From the line containing "Locate the wing" down to the final line of the entries below, restate each line word for word and add nothing.
═══ Supplied material
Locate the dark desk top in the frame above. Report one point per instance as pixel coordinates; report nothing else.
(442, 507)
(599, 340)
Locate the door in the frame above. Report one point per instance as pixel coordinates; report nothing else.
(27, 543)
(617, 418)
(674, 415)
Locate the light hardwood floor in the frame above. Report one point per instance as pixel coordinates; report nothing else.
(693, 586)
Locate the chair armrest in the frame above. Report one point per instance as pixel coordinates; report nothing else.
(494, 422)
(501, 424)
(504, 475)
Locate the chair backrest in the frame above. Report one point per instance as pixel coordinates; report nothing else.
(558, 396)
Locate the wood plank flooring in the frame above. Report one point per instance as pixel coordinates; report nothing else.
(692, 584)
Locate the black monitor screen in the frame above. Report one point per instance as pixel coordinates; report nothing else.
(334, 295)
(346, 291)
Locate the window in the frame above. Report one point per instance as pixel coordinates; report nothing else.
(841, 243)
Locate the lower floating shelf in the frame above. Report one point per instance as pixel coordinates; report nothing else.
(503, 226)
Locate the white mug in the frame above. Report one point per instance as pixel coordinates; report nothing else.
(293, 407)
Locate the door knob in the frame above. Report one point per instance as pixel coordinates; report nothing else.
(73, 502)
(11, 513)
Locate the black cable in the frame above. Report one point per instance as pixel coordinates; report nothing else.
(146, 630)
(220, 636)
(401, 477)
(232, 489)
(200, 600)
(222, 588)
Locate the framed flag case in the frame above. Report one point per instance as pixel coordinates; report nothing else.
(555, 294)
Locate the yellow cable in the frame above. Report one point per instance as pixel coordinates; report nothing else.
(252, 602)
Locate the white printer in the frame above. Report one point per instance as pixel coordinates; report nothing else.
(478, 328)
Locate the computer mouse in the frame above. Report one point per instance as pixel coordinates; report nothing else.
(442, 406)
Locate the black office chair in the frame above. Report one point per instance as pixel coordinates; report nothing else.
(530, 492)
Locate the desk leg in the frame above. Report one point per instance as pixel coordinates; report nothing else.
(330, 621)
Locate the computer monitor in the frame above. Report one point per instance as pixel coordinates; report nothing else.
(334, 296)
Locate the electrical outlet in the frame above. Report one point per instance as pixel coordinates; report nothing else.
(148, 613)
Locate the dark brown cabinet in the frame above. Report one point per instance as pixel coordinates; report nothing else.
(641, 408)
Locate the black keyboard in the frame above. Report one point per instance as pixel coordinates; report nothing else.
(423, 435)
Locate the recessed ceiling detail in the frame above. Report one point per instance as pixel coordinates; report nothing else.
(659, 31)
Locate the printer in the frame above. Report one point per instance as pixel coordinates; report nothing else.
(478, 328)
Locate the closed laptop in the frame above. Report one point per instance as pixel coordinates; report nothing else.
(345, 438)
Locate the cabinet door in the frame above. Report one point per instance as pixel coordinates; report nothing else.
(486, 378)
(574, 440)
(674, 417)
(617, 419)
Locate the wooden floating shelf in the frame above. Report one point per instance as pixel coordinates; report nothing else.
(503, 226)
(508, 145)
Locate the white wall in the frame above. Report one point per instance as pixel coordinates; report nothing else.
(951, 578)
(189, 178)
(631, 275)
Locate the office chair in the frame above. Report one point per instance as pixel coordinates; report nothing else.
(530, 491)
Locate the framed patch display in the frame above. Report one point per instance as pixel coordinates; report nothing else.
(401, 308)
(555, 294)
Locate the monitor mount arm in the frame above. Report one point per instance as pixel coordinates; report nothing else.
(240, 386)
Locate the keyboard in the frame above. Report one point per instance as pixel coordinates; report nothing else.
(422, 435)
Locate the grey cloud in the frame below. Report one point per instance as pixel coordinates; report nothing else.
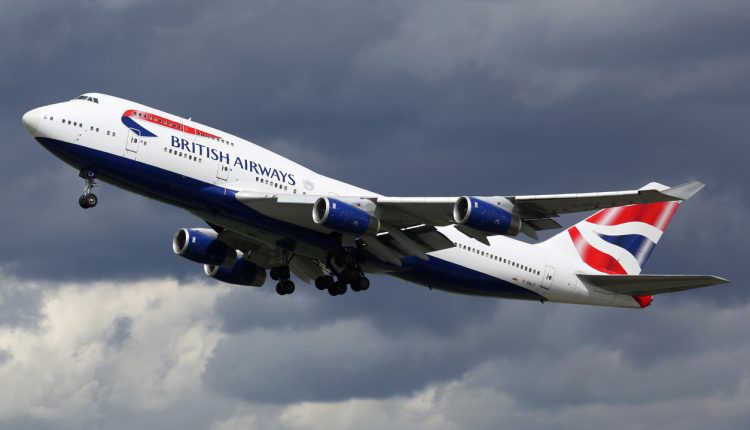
(439, 98)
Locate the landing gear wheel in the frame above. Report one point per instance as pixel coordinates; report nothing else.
(349, 275)
(88, 199)
(91, 200)
(362, 284)
(341, 289)
(345, 259)
(285, 287)
(288, 286)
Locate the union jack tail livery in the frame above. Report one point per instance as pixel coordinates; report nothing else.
(619, 240)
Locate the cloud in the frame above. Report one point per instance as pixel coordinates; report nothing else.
(118, 355)
(140, 345)
(418, 98)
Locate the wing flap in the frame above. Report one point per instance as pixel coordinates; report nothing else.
(649, 285)
(552, 205)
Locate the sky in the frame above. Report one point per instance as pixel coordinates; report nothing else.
(102, 327)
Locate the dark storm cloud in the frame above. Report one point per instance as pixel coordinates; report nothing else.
(417, 98)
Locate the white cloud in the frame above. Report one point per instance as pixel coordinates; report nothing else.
(65, 368)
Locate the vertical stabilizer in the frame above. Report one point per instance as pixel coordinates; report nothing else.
(617, 240)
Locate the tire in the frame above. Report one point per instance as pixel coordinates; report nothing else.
══════
§ The completed task:
Locate the wing flap in the frame above. Report one point per instance as pixel coordinates; report nothing else.
(649, 285)
(552, 205)
Locate the sky in the frame above. Report one point per instance as pixel coordinates; report nothing else.
(102, 327)
Locate the dark storm cloud in the frame above. Report one point per instance as pixel coordinates; report nothing else.
(417, 98)
Locate the white cloud in the frame above. Report one point per instance as pixel coordinates; report nothing else.
(65, 368)
Locate the vertical stabilizer in the frame above. Report one point per instance as pixel coordinates; report nothing else.
(617, 240)
Locate the tire in the frame above. Report one point per instance as pixel coordinates; report nothing else.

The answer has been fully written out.